Actualité

Fraude aux cotisations sociales : une estimation à 10 milliards d’euros

Une fraude qui génère aussi 2,5 milliards d'aides indues

Le Haut Conseil au financement de la protection sociale (HCFiPS) est non seulement mandaté par les pouvoirs publics pour analyser les finances de la protection sociale mais également le travail dissimulé en sa qualité d’Observatoire en vertu d’une recommandation du CNIS (Conseil national de l’information statistique) de 2017. Les derniers chiffres estimés font état d’un manque à gagner en matière de cotisations/contributions s’agissant de la fraude relative au travail dissimulé mais aussi des omissions intentionnelles (fraude) et des erreurs déclaratives résultant des contrôles comptables d’assiette au sein du secteur privé entre 8,9 et 11,3 milliards d’euros. Ce qui témoigne de l’importance et de la gravité du volume de la « fraude » aux cotisations/contributions sociales. Par ailleurs des effets induits sur les prestations existent. Le chiffrage officiel actuel les estime (hypothèse ultra-basse) de l’ordre de 440 millions d’euros au maximum. Nous estimons que si cette fraude induite ne touchait massivement que le 1er décile, elle pourrait s’élever à près de 2,5 milliards d’euros.
——
__Travail demandé__:
Pour chacune des affirmations suivantes, dites par oui ou par non si elle concorde avec l'article sur la fraude aux cotisations sociales, et citez mot pour mot le passage du texte qui tranche.
(a) Le HCFiPS analyse aussi le travail dissimulé en tant qu'Observatoire, en vertu d'une recommandation du CNIS datant de 2017.
(b) Le manque à gagner de 8,9 à 11,3 milliards d'euros est estimé pour le secteur public.
(c) Le chiffrage officiel actuel évalue les effets induits sur les prestations à 2,5 milliards d'euros.
Les enregistrements proviennent d'une autre source que le texte.
——
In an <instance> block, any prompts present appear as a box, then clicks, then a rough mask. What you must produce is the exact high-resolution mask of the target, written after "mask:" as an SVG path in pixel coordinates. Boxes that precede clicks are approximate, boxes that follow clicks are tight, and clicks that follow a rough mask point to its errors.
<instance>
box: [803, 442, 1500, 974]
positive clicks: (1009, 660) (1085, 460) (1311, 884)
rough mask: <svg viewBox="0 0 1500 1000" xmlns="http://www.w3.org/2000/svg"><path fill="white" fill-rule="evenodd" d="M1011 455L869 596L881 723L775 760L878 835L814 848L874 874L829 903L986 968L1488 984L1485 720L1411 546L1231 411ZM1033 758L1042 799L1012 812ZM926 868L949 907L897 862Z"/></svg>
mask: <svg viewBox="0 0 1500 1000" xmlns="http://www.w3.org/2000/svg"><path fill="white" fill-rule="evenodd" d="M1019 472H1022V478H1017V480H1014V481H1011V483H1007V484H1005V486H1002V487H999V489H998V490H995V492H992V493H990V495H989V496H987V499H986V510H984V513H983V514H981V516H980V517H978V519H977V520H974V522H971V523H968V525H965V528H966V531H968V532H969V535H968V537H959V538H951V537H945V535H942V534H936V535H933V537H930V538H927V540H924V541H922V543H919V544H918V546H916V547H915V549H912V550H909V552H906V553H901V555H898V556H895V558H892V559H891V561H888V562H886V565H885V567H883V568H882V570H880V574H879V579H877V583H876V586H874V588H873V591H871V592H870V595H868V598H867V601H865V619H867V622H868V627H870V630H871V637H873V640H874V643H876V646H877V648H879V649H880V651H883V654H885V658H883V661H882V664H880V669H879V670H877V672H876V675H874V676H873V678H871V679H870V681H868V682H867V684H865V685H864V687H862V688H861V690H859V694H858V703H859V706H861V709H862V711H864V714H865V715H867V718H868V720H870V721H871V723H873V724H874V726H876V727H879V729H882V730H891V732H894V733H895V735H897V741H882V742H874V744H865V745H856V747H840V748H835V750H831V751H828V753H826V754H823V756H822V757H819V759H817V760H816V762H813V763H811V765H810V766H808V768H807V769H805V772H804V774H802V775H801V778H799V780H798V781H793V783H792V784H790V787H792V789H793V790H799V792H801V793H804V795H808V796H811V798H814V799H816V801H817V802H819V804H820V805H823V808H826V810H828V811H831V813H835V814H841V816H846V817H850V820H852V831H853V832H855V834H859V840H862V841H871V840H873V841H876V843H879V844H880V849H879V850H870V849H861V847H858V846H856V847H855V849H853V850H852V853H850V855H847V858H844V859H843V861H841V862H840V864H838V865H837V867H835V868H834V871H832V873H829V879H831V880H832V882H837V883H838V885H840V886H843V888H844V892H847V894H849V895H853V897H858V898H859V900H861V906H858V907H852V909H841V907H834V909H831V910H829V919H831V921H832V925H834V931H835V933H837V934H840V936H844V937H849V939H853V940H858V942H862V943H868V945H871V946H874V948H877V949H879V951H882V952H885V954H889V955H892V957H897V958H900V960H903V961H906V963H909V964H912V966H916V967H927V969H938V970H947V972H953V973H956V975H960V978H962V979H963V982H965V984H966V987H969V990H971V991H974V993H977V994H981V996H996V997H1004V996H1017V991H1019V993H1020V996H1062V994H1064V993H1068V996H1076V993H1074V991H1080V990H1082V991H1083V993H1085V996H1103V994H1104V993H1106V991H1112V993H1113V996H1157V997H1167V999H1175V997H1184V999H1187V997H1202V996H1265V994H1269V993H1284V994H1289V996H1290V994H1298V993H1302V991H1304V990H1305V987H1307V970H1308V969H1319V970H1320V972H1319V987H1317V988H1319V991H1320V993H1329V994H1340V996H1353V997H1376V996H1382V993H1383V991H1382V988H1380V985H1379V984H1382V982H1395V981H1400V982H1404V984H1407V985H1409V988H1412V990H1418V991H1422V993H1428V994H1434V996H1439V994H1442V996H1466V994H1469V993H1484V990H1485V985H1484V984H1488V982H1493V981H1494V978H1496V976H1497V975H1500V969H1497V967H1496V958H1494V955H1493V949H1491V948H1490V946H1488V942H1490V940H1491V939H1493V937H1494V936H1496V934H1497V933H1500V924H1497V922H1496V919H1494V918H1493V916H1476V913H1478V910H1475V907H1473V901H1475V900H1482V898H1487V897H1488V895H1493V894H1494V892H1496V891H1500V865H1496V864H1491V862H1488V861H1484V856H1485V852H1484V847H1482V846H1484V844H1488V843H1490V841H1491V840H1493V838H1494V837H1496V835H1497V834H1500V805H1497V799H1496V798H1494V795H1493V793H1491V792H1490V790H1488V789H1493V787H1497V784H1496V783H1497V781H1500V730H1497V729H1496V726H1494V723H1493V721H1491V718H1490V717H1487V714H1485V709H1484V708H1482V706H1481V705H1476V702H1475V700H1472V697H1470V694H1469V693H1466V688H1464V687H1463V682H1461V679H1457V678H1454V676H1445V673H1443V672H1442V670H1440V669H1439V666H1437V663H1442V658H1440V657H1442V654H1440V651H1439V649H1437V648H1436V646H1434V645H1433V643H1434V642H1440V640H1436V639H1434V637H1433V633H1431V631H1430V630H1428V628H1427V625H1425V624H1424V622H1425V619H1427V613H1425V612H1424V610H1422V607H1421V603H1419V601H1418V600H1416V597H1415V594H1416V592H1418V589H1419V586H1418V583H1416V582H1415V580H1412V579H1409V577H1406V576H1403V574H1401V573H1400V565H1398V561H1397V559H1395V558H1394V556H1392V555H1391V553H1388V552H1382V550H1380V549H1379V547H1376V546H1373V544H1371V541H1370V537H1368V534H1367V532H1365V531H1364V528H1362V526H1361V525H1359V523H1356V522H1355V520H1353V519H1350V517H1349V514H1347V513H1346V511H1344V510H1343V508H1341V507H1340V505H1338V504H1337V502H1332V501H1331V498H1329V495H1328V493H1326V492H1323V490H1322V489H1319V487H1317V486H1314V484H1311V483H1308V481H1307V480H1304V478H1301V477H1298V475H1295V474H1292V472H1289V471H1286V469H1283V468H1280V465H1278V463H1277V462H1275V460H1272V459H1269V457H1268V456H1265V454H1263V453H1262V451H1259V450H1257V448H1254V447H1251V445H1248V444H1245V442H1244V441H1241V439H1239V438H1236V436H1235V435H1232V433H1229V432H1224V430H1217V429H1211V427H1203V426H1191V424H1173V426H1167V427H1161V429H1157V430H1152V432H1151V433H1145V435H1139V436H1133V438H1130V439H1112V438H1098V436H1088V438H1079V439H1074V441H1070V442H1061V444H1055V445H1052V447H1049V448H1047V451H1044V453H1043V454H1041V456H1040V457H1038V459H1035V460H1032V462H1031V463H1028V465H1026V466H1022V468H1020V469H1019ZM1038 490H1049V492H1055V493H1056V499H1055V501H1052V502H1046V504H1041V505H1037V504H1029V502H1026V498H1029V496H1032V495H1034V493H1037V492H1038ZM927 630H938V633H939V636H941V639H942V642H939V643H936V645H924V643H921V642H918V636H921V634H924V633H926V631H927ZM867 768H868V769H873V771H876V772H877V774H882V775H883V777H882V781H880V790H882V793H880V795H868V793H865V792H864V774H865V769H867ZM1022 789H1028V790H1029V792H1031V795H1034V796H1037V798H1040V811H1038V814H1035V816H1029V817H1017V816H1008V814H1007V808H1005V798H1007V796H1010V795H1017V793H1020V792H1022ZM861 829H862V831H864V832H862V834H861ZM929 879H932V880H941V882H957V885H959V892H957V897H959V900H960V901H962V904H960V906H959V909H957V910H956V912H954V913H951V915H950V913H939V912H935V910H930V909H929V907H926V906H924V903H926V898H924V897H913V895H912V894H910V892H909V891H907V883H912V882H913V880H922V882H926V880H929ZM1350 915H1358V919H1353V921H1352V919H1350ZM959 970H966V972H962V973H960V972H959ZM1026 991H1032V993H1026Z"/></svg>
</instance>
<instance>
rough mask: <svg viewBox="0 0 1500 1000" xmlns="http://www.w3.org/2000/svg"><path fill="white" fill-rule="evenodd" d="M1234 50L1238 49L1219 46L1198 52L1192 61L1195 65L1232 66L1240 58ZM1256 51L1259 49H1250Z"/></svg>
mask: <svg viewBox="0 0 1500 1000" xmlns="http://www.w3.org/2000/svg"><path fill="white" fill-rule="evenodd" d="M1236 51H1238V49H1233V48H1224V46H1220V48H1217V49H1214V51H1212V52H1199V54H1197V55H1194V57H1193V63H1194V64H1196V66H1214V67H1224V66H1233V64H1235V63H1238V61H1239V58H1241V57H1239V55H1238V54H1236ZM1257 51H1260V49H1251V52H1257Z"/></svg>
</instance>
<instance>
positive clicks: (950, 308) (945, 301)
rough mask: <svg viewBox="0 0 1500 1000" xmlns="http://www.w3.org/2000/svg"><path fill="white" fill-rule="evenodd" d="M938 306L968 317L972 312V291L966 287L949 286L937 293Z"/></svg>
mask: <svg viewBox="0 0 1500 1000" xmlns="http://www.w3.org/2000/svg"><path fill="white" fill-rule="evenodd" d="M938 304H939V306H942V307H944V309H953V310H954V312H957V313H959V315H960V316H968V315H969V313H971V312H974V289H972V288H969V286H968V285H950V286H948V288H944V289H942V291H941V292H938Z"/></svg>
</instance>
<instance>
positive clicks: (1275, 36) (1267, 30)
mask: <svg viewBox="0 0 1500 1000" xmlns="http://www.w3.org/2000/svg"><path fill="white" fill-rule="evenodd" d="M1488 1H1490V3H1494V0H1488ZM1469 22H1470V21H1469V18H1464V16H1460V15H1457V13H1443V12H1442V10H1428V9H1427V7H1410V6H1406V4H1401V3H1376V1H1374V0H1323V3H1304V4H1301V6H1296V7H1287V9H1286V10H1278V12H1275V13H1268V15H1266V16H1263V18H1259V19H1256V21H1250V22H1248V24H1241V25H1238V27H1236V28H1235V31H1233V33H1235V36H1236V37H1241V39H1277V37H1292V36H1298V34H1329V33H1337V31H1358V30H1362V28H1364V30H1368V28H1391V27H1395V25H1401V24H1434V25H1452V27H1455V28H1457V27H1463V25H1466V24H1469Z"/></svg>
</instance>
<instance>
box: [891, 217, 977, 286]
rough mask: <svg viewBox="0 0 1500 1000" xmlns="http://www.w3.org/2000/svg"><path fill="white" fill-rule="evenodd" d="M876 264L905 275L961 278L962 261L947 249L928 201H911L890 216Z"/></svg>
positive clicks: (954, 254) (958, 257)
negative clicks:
——
__Corrigé de l'exercice__:
(a) Oui : « le travail dissimulé en sa qualité d’Observatoire en vertu d’une recommandation du CNIS (Conseil national de l’information statistique) de 2017 ».
(b) Non : « au sein du secteur privé entre 8,9 et 11,3 milliards d’euros ».
(c) Non : « Le chiffrage officiel actuel les estime (hypothèse ultra-basse) de l’ordre de 440 millions d’euros au maximum. »